# The data
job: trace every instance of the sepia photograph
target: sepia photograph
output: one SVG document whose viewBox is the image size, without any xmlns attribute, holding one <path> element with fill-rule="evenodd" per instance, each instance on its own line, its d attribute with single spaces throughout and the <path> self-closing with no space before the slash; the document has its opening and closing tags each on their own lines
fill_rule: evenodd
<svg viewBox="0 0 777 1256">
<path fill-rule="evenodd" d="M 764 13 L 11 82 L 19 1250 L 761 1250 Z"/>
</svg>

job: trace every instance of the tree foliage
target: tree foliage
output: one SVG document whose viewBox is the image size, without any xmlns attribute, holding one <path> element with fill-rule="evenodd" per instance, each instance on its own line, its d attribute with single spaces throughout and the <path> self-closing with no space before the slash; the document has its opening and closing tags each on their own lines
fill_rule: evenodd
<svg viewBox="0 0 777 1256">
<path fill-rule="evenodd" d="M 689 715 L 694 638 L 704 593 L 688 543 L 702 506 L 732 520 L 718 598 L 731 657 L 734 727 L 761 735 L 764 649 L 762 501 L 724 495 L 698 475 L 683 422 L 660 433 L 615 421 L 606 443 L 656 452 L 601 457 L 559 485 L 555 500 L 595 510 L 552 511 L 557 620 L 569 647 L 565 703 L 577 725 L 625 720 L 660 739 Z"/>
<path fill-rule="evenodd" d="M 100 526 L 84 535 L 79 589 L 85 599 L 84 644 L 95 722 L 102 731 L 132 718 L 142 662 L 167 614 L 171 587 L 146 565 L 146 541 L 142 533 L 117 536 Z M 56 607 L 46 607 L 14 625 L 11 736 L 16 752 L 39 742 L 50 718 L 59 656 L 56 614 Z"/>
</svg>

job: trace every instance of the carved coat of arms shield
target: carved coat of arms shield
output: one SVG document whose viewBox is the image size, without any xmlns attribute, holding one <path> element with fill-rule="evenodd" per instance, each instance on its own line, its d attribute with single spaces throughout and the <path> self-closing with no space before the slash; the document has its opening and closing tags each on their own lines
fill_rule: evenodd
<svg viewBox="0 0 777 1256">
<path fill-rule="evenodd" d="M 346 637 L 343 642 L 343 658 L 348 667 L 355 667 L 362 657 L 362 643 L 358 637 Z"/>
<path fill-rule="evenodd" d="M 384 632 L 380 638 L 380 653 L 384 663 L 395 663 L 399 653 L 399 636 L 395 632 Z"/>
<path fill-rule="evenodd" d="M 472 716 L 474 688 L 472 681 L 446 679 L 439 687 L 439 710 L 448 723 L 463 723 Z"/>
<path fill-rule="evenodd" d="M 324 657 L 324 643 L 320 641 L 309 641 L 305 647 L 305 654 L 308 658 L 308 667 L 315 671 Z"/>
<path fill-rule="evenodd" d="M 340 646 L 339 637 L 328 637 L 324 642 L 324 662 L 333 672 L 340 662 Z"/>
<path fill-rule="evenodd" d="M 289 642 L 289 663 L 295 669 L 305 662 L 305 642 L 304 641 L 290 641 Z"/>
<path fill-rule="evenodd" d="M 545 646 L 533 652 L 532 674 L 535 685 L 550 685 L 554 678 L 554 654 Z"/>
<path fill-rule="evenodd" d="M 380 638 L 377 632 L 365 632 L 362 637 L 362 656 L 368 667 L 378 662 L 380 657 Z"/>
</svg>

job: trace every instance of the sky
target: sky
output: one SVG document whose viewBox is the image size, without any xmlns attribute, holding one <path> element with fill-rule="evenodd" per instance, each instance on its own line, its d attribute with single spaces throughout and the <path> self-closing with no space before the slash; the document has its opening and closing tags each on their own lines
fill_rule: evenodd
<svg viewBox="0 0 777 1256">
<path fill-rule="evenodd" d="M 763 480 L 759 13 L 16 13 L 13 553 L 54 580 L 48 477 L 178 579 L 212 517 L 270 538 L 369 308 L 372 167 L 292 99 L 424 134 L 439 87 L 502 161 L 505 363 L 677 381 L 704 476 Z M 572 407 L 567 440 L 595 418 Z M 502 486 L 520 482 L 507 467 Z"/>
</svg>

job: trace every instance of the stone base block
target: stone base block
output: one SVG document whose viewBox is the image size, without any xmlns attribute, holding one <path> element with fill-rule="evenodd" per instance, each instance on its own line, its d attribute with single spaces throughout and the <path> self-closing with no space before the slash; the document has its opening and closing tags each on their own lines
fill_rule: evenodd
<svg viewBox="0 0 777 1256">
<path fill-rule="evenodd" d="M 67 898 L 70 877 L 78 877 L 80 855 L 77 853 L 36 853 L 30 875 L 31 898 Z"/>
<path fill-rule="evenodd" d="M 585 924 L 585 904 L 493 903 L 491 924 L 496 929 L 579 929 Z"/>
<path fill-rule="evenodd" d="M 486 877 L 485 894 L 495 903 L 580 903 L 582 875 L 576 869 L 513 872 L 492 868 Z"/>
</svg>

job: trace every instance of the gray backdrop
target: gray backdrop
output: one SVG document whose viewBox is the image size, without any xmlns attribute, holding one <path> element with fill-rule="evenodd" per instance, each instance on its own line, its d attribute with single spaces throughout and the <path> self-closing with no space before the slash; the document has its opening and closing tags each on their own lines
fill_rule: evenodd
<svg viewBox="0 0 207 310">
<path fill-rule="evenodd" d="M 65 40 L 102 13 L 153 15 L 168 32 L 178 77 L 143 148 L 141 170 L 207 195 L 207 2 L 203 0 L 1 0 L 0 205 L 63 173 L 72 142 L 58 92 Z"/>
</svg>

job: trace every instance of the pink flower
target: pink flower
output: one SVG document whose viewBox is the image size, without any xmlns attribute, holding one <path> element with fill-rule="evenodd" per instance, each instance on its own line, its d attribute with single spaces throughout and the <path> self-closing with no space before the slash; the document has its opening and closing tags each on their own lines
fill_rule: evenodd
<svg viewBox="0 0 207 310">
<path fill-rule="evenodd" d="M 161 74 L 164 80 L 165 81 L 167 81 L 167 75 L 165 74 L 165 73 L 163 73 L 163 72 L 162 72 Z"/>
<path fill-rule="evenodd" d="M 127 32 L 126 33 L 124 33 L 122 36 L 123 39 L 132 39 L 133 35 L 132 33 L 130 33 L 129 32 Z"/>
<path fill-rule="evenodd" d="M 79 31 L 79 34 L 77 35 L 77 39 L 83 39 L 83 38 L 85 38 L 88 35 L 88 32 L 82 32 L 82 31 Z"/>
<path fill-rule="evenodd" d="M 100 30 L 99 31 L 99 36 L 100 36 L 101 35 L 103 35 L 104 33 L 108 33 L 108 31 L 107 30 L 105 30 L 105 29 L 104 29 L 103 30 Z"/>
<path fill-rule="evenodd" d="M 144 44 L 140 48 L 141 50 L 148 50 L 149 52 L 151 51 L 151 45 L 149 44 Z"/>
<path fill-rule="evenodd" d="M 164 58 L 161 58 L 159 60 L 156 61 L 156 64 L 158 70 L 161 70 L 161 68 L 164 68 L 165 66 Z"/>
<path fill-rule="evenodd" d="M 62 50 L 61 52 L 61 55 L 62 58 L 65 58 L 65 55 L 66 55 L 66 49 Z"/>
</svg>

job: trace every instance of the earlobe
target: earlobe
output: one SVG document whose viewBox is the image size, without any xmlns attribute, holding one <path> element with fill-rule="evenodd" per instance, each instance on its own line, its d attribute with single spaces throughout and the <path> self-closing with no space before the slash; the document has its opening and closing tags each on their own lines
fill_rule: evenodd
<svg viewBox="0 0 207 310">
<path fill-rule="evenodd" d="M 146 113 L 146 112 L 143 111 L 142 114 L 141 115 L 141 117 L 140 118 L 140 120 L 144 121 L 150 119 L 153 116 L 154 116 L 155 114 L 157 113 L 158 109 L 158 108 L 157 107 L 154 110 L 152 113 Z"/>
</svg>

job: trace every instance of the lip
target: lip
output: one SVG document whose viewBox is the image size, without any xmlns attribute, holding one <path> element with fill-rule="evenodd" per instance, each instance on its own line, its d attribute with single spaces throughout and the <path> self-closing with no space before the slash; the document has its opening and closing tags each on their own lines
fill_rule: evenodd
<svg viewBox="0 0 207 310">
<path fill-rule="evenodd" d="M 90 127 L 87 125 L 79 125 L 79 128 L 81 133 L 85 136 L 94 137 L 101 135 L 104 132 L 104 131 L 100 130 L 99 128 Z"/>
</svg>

# Objective
Reproduce verbatim the stretch of the records from the line containing "job: trace every instance of the pink flower" through the line containing "target: pink flower".

# Result
job: trace every instance of the pink flower
target: pink flower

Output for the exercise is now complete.